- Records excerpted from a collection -
------------------------------------------------
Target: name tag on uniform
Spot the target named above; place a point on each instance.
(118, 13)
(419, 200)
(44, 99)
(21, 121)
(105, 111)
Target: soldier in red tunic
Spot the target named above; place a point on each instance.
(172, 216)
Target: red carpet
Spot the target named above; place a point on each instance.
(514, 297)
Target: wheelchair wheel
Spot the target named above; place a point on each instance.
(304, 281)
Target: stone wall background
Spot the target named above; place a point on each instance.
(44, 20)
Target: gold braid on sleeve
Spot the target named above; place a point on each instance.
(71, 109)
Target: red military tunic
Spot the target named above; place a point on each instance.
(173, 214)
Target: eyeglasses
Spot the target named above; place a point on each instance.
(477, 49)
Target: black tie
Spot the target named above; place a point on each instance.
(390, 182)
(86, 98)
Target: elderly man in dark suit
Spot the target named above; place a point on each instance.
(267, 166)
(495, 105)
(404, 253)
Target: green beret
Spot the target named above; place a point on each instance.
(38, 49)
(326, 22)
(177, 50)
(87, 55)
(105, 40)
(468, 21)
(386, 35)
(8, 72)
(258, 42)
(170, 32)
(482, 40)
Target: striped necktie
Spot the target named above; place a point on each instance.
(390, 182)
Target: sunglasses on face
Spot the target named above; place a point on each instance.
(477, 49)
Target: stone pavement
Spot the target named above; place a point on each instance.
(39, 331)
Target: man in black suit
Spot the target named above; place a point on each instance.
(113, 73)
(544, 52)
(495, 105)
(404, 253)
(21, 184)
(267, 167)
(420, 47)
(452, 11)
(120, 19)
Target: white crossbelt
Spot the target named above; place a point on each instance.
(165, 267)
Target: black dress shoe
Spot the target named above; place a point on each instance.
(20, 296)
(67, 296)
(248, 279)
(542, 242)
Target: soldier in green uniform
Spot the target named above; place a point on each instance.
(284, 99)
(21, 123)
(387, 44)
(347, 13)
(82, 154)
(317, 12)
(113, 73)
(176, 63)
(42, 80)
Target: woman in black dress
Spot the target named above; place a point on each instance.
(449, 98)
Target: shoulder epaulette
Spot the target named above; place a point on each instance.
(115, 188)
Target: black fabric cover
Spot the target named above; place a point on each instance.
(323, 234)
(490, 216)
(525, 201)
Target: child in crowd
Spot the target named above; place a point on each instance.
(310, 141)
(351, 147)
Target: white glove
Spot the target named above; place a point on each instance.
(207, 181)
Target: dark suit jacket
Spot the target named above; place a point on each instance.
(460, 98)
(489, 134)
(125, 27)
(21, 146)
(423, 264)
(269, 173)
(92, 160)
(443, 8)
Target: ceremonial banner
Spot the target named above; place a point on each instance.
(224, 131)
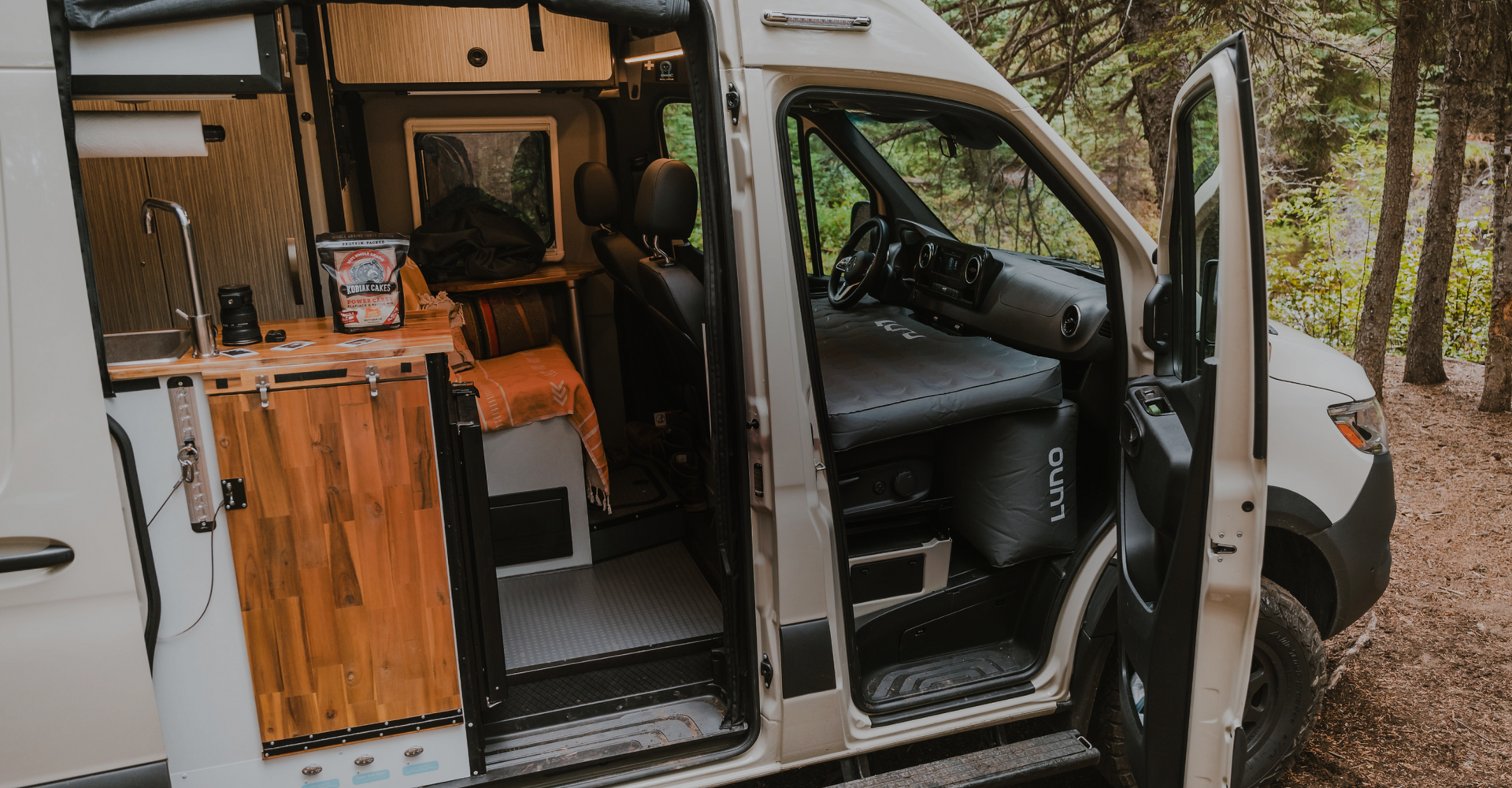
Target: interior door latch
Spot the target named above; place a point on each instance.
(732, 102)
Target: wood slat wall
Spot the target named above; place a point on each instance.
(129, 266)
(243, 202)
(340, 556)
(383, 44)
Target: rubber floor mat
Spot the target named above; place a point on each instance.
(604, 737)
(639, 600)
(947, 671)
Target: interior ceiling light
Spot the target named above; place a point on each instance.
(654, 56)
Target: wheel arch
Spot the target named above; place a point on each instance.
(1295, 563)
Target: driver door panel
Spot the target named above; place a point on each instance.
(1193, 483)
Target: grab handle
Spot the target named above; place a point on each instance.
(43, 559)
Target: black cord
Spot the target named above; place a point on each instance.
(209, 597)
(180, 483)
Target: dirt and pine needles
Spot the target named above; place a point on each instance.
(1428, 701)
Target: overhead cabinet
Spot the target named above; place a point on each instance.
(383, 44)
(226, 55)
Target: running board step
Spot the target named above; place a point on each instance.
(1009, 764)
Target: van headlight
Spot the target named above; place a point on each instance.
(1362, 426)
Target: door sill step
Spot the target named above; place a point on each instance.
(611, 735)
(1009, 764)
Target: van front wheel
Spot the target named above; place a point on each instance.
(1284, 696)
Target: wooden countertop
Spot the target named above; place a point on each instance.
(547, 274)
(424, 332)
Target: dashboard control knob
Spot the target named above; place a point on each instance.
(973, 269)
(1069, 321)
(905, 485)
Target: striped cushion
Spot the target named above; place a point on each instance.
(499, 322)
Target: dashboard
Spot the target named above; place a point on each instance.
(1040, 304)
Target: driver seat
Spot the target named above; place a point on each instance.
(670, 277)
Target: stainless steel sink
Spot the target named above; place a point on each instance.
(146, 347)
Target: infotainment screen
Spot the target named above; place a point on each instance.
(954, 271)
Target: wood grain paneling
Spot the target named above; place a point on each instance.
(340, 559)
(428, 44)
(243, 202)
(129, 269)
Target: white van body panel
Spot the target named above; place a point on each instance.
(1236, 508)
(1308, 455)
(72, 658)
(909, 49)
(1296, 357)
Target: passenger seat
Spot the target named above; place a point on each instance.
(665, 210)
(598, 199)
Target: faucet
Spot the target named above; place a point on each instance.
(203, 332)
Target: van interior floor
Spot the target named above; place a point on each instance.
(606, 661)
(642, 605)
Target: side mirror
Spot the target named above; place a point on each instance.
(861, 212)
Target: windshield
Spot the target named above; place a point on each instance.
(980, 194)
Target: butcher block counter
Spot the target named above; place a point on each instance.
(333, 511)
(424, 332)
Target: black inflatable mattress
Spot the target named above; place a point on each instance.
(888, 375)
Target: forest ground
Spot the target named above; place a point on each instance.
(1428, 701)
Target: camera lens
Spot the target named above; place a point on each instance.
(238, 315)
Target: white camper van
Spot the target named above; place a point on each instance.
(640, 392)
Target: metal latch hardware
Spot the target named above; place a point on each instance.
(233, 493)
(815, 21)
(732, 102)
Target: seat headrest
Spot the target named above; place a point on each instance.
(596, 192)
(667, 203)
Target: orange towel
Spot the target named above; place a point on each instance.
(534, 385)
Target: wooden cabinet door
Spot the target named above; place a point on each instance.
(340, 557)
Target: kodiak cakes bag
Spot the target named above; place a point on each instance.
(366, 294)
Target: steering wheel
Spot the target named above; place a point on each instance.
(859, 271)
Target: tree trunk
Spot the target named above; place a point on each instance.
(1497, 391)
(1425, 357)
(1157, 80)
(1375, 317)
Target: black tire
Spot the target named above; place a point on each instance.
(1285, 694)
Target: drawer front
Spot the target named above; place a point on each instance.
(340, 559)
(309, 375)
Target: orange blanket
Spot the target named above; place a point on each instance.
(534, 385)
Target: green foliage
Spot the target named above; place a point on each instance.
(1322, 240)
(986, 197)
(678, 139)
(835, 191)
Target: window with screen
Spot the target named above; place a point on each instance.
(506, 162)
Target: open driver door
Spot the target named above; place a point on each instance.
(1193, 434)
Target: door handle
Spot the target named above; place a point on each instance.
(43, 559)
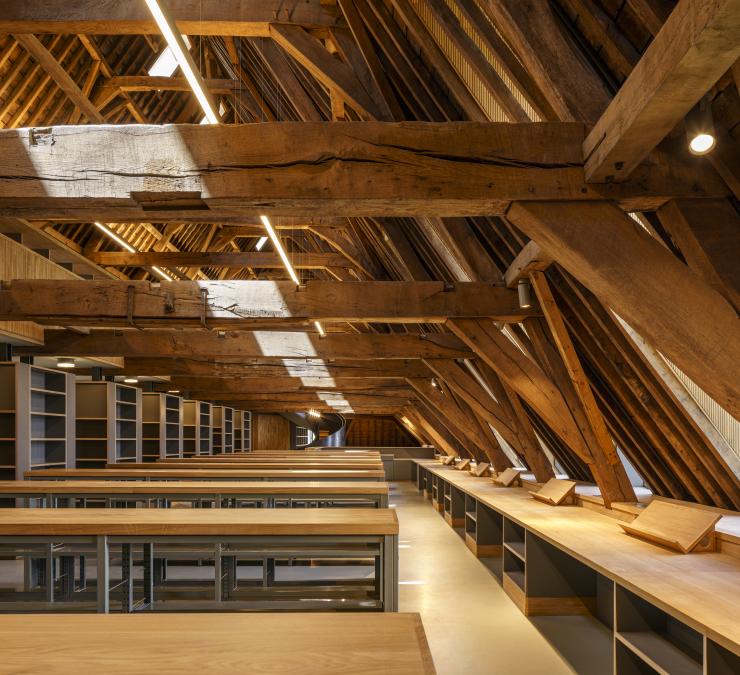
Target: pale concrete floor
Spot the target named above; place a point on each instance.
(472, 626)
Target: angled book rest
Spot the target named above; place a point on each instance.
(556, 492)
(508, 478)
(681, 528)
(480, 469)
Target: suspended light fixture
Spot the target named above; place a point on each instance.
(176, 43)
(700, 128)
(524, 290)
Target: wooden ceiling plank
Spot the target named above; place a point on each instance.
------------------------------------------------
- What to produce -
Copy out all the data without changing anything, and drop the pictures.

- Written reply -
Target: name tag on uniform
Spot the target named above; place a point on each instance.
(118, 13)
(419, 200)
(44, 99)
(21, 121)
(105, 111)
Target: soldier in red tunic
Spot the target named above; place a point on each instance.
(172, 216)
Target: red carpet
Spot the target named above; place a point on each instance.
(514, 297)
Target: wheelchair wheel
Spot the target named above; place a point on each instance.
(304, 281)
Target: stone wall background
Spot the target named above; place a point on each instance.
(44, 20)
Target: gold braid on sleeve
Spot the target named above; place a point on each instance.
(71, 109)
Target: red military tunic
Spot the target named above; place a point on each instance.
(173, 214)
Target: eyeglasses
Spot the target named above; place a point on each instance.
(477, 49)
Target: black tie
Spot the target named above; place a point on each instance.
(390, 182)
(86, 98)
Target: elderly man in dark suit
Spot the target named above; place a point on each instance.
(267, 166)
(495, 105)
(404, 253)
Target: green beret
Spot the target named above; place a point on each instance.
(38, 49)
(326, 22)
(177, 50)
(87, 55)
(105, 40)
(468, 21)
(386, 35)
(8, 72)
(258, 42)
(170, 32)
(482, 40)
Target: striped necktie
Spot the target named above; place a point on each instance.
(390, 182)
Target: sunglasses on face
Spot the target named above; place a point on each instance.
(477, 49)
Target: stone pavement
Spot the target named above; place a point on each instance.
(39, 331)
Target: man in black suit
Spot the target named above; place a point on each instance.
(113, 73)
(544, 52)
(495, 105)
(404, 253)
(21, 184)
(267, 167)
(420, 47)
(452, 11)
(120, 19)
Target: white crossbelt
Spot the target named above; place a point on each instance.
(165, 267)
Target: black dress shoe
Spot the target named above; place a point on each instance.
(20, 296)
(67, 296)
(248, 279)
(542, 242)
Target: soldier in green uniform
Spot the target named above; place a point on each instance.
(284, 99)
(21, 123)
(387, 44)
(347, 13)
(82, 154)
(317, 12)
(113, 73)
(176, 63)
(42, 80)
Target: woman in black dress
Spot the target named above; place a point on each instance.
(449, 98)
Target: shoulder epaulette
Spot the target named above; place a point on each instance.
(115, 188)
Target: black fabric cover
Spot the target named above; place a point on each instance.
(323, 234)
(490, 216)
(525, 201)
Target: child in crowd
Spot the target named above; place a point on each instance.
(310, 141)
(351, 147)
Target: white glove
Spot the target named above; place a point on each instance.
(207, 181)
Target: dark suit jacket
Spot the target named above; place a point on each instance.
(460, 98)
(489, 134)
(125, 27)
(21, 146)
(423, 264)
(269, 173)
(92, 160)
(443, 8)
Target: ceremonial banner
Spot the target named above; place a point on each instance.
(224, 131)
Target: interior door latch
Spot the target named above; place a point on each instance.
(732, 102)
Target: wood slat wall
Spot the target named above; place a point on each instance.
(129, 266)
(243, 202)
(340, 556)
(383, 44)
Target: rubber floor mat
Spot the target named above; place a point on each instance.
(604, 737)
(639, 600)
(947, 671)
Target: interior ceiling light
Spot the target named above; place a point on each instance.
(654, 56)
Target: wheel arch
Spot the target named above; place a point on each instance.
(1295, 563)
Target: driver door panel
Spot the target named above; place a point on each instance.
(1193, 483)
Target: grab handle
Spot the target named above; place a point on each instance.
(43, 559)
Target: black cord
Spot the target named above; place a point on each instance.
(209, 597)
(180, 483)
Target: dirt and pine needles
Spot the target named above; place a point on each instance.
(1428, 701)
Target: overhead cabinet
Spot the target named above; place a point on each instance.
(383, 44)
(226, 55)
Target: running board step
Spot the target named above; place a point on each instance.
(1009, 764)
Target: van headlight
Spot the target named above; place a point on each instance.
(1362, 426)
Target: door sill step
Spot the target named above; place a point on each instance.
(611, 735)
(1009, 764)
Target: van front wheel
Spot the target named above; place a point on each instance.
(1284, 696)
Target: wooden countertop
Spot the target named above; place a point on each instance.
(547, 274)
(424, 332)
Target: dashboard control knob
Spot the target named above; place a point on each instance.
(973, 269)
(1069, 321)
(905, 485)
Target: striped cushion
Spot the target named above; place a point on each instance.
(499, 322)
Target: dashboard
Spot the target named above; place a point on each instance.
(1040, 304)
Target: driver seat
Spot the target named above; place a point on each instance.
(670, 277)
Target: stainless steel sink
Spot the target named above; place a point on each instance.
(146, 347)
Target: infotainment screen
Spot the target named above; place a point on each instance.
(954, 271)
Target: wood grain paneling
Spot the target named above; place a point on each instance.
(340, 559)
(428, 44)
(243, 202)
(129, 269)
Target: white van body panel
Spot the target named above; place a point on each instance.
(1236, 508)
(1308, 455)
(72, 658)
(909, 49)
(1296, 357)
Target: passenger seat
Spot the target named above; place a point on each instance.
(665, 210)
(598, 199)
Target: faucet
Spot the target named above; place a point on each instance.
(203, 332)
Target: van interior floor
Spot the target named above; place a point on each instance.
(606, 661)
(642, 605)
Target: side mirror
Spot the target named above; place a point on each instance.
(861, 212)
Target: windshield
Spot the target named above; place a point on each instance.
(980, 194)
Target: butcher block counter
Spot the target named above; place a point on each instance.
(333, 511)
(424, 332)
Target: black inflatable mattress
Spot the target named above; place a point on each instance.
(888, 375)
Target: forest ground
Spot the target named above; place a point on each instance.
(1428, 701)
Target: camera lens
Spot the target named above; place a point on each instance.
(238, 315)
Target: white camper van
Spot the target named above; place a point on each instance.
(640, 392)
Target: metal latch hardware
Spot the target named above; place a point on each instance.
(233, 493)
(815, 21)
(732, 102)
Target: seat headrest
Spot the target named above; place a point on each instance.
(596, 192)
(667, 203)
Target: orange towel
Spot the target named above; place a point on each instance.
(534, 385)
Target: wooden cabinet door
Spot the target named above; place a point on each instance.
(340, 557)
Target: kodiak cakes bag
Spot the target named above; place a point on each instance.
(366, 294)
Target: steering wheel
Spot the target named above; place a point on each instance.
(859, 271)
Target: tree trunk
Spot the target named above; place a point on each instance.
(1497, 391)
(1425, 357)
(1157, 80)
(1375, 317)
Target: black tire
Spot the target named above; place a point on each instance.
(1285, 694)
Target: drawer front
Spot the target named above; place a point on each instance.
(340, 559)
(309, 375)
Target: orange blanket
Spot the target named above; place a point on each instance.
(534, 385)
Target: green foliage
Spot the target named above; place a point on each instance.
(1322, 240)
(986, 197)
(678, 139)
(835, 191)
Target: window with screen
Spot the target named above; place a point on each instance.
(506, 162)
Target: open driver door
Spot the target named above; place a point on each instance.
(1193, 434)
Target: door handle
Spot the target named above; place a point on each instance.
(43, 559)
Target: pale concrete floor
Spot the target named above; place a point on each instance.
(472, 626)
Target: angled book rest
Spot the target named above; place a point on each instance.
(556, 492)
(508, 478)
(681, 528)
(480, 469)
Target: suspended light fixture
Spot the target named above; place a point on each instance.
(176, 43)
(700, 128)
(524, 290)
Target: wooden ceiling plank
Spot the target named above; place a point on each instance.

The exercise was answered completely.